* EXERCISE DESCRIPTION *
Please state how many lines in the records below contain the word "every", giving only the number.

=== Begin Enclosure ===

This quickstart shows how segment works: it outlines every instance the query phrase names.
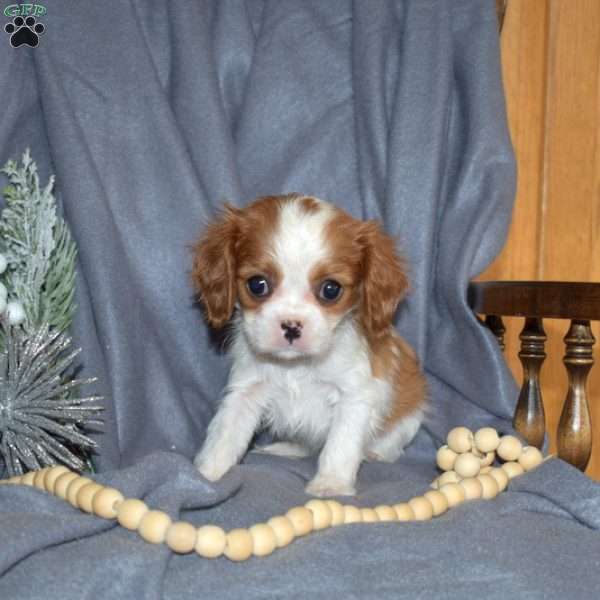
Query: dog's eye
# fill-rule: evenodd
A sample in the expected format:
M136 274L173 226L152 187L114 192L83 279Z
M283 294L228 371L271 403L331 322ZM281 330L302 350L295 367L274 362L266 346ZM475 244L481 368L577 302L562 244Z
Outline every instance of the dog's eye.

=== End Enclosure ===

* ANSWER BELOW *
2